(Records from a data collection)
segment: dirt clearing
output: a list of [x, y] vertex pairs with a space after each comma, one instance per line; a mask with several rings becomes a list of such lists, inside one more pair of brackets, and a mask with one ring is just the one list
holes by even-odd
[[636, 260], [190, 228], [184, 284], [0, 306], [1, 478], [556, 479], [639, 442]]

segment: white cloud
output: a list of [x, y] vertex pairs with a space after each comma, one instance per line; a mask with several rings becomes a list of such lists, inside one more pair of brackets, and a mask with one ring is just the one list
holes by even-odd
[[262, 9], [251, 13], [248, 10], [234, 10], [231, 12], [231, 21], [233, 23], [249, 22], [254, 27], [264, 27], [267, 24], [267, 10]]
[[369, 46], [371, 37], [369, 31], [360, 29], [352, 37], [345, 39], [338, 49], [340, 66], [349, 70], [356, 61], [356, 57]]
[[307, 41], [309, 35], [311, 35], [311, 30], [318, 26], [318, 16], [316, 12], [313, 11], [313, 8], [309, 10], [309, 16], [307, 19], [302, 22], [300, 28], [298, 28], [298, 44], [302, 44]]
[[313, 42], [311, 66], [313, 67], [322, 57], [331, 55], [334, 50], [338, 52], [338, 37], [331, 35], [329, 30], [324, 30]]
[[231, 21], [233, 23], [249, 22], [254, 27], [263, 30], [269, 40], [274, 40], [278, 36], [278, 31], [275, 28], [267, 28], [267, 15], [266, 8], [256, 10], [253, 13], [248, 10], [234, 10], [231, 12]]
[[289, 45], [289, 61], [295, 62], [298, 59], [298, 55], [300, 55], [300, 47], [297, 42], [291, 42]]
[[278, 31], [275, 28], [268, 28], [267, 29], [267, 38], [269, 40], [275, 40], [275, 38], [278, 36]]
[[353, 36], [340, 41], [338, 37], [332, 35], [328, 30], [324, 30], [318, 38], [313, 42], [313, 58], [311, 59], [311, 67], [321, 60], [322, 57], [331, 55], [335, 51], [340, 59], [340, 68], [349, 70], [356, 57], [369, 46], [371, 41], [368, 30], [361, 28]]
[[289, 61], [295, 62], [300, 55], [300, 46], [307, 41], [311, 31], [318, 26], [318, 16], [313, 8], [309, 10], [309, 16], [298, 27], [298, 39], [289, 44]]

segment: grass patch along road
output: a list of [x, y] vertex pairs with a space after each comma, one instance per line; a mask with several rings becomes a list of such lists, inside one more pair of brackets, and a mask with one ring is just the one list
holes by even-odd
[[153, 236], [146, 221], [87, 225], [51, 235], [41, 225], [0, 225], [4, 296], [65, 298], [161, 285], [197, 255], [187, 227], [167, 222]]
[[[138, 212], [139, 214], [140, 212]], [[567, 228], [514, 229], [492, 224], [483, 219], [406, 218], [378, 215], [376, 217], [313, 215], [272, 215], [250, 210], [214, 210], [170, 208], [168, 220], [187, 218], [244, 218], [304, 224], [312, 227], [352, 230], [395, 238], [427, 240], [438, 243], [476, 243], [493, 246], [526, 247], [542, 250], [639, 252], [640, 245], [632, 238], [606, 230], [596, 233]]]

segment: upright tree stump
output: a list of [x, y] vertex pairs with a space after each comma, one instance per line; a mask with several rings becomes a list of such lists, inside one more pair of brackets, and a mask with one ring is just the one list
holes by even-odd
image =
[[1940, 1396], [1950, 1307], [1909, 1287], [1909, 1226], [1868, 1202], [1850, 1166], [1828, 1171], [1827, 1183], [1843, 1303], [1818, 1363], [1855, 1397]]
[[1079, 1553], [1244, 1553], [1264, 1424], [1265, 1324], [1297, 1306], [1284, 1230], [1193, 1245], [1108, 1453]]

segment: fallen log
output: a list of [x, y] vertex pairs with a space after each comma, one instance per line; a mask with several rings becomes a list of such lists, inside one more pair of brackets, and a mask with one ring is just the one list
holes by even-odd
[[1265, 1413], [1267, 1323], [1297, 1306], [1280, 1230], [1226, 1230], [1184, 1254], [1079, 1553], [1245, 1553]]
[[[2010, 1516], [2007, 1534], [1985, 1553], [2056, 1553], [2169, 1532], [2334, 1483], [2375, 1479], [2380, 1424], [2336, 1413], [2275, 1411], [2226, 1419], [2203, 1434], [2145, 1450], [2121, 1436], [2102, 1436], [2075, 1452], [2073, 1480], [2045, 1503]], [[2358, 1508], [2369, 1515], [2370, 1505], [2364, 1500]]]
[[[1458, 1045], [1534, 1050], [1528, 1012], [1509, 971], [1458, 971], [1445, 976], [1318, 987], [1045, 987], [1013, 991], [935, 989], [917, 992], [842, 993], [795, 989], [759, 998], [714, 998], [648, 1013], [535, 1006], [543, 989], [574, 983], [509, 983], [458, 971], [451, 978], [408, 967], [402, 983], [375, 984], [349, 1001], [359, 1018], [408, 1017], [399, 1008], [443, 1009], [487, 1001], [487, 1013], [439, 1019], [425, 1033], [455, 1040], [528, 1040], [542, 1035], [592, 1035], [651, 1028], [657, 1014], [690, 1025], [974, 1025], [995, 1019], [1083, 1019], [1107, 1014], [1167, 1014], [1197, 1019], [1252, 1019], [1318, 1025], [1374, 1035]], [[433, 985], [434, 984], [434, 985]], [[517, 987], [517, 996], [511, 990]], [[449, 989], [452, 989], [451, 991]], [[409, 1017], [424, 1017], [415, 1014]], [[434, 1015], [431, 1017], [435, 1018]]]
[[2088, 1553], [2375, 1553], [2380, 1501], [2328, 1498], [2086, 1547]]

REQUIRED ACTION:
In your answer, repeat each of the records exactly.

RESULT OF THE EXERCISE:
segment: dirt clearing
output: a list of [x, y] vertex pairs with a space after each comma, one instance per line; a mask with several rings becomes a list of such lists, inside one more pair of brackets, and a mask with one ring is just the one list
holes by even-odd
[[636, 260], [190, 228], [184, 284], [0, 306], [1, 478], [556, 479], [639, 442]]

segment: white cloud
output: a list of [x, y] vertex pairs with a space after each comma, one instance per line; a mask with several rings becomes a list of such lists, inside one more pair of brackets, and a mask with one ring is just the one list
holes by even-odd
[[262, 9], [251, 13], [248, 10], [234, 10], [231, 12], [231, 21], [233, 23], [249, 22], [254, 27], [264, 27], [267, 24], [267, 10]]
[[369, 46], [371, 37], [369, 31], [360, 29], [352, 37], [345, 39], [338, 49], [340, 66], [349, 70], [356, 61], [356, 57]]
[[307, 41], [309, 35], [311, 35], [311, 30], [318, 26], [318, 16], [316, 12], [313, 11], [313, 8], [309, 10], [309, 16], [307, 19], [302, 22], [300, 28], [298, 28], [298, 44], [302, 44]]
[[313, 42], [311, 66], [313, 67], [322, 57], [331, 55], [334, 50], [338, 52], [338, 37], [331, 35], [329, 30], [324, 30]]
[[231, 21], [233, 23], [249, 22], [254, 27], [263, 30], [269, 40], [274, 40], [278, 36], [278, 31], [275, 28], [267, 28], [267, 15], [266, 8], [256, 10], [253, 13], [248, 10], [234, 10], [231, 12]]
[[289, 45], [289, 61], [295, 62], [298, 59], [298, 55], [300, 55], [300, 47], [297, 42], [291, 42]]
[[278, 31], [275, 28], [268, 28], [267, 29], [267, 38], [269, 40], [275, 40], [275, 38], [278, 36]]
[[353, 36], [340, 41], [338, 37], [332, 35], [328, 30], [324, 30], [318, 38], [313, 42], [313, 58], [311, 59], [311, 67], [321, 60], [322, 57], [331, 55], [335, 51], [340, 59], [340, 68], [349, 70], [356, 57], [369, 46], [371, 41], [368, 30], [361, 28]]
[[289, 61], [295, 62], [300, 55], [300, 46], [307, 41], [311, 31], [318, 26], [318, 16], [313, 8], [309, 10], [309, 16], [298, 27], [298, 39], [289, 44]]

segment: grass patch along road
output: a list of [x, y] vertex pairs with a space after each comma, one instance per line; a mask with several rings becomes a list of such lists, inside one more pair of brackets, and a mask with one ring is just the one list
holes by even-odd
[[153, 236], [146, 221], [87, 225], [51, 235], [41, 225], [0, 225], [4, 296], [65, 298], [161, 285], [197, 255], [187, 227], [167, 222]]
[[[138, 212], [139, 214], [140, 212]], [[567, 228], [514, 229], [492, 224], [483, 219], [406, 218], [378, 215], [376, 217], [313, 215], [272, 215], [250, 210], [214, 210], [170, 208], [168, 220], [187, 218], [244, 218], [304, 224], [312, 227], [352, 230], [395, 238], [427, 240], [438, 243], [476, 243], [493, 246], [526, 247], [542, 250], [639, 252], [640, 245], [632, 238], [606, 230], [596, 233]]]

segment: upright tree stump
output: a list of [x, y] vertex pairs with a space after each comma, one instance per line; a mask with several rings becomes a list of such lists, inside one more pair of brackets, and a mask with one ring is just the one list
holes by even-odd
image =
[[1940, 1396], [1950, 1307], [1909, 1287], [1909, 1226], [1868, 1202], [1850, 1166], [1828, 1171], [1827, 1183], [1843, 1303], [1818, 1363], [1855, 1397]]
[[1079, 1553], [1244, 1553], [1264, 1424], [1265, 1324], [1297, 1306], [1284, 1230], [1193, 1245], [1108, 1453]]

segment: fallen log
output: a list of [x, y] vertex pairs with a space after each comma, one instance per line; a mask with several rings becomes a list of such lists, inside one more pair of brackets, and a mask with one ring is just the one list
holes by even-odd
[[1265, 1413], [1267, 1323], [1297, 1306], [1280, 1230], [1226, 1230], [1184, 1254], [1079, 1553], [1245, 1553]]
[[[2010, 1516], [2007, 1534], [1985, 1553], [2056, 1553], [2169, 1532], [2334, 1483], [2375, 1479], [2380, 1424], [2336, 1413], [2275, 1411], [2226, 1419], [2203, 1434], [2145, 1450], [2121, 1436], [2102, 1436], [2075, 1452], [2073, 1480], [2045, 1503]], [[2358, 1508], [2369, 1515], [2370, 1505], [2364, 1500]]]
[[[1458, 1045], [1534, 1050], [1528, 1012], [1509, 971], [1458, 971], [1445, 976], [1318, 987], [1045, 987], [1013, 991], [935, 989], [917, 992], [842, 993], [795, 989], [759, 998], [714, 998], [648, 1013], [535, 1006], [543, 989], [574, 983], [509, 983], [458, 971], [451, 978], [408, 967], [402, 983], [375, 984], [349, 1001], [359, 1018], [408, 1017], [399, 1008], [443, 1009], [487, 1001], [487, 1013], [439, 1019], [425, 1033], [455, 1040], [528, 1040], [542, 1035], [592, 1035], [651, 1028], [657, 1014], [690, 1025], [974, 1025], [995, 1019], [1083, 1019], [1107, 1014], [1167, 1014], [1197, 1019], [1252, 1019], [1318, 1025], [1374, 1035]], [[433, 985], [434, 984], [434, 985]], [[517, 987], [517, 996], [511, 990]], [[449, 989], [452, 989], [451, 991]], [[409, 1017], [424, 1017], [415, 1014]], [[434, 1015], [431, 1017], [435, 1018]]]
[[2088, 1553], [2375, 1553], [2380, 1501], [2328, 1498], [2086, 1547]]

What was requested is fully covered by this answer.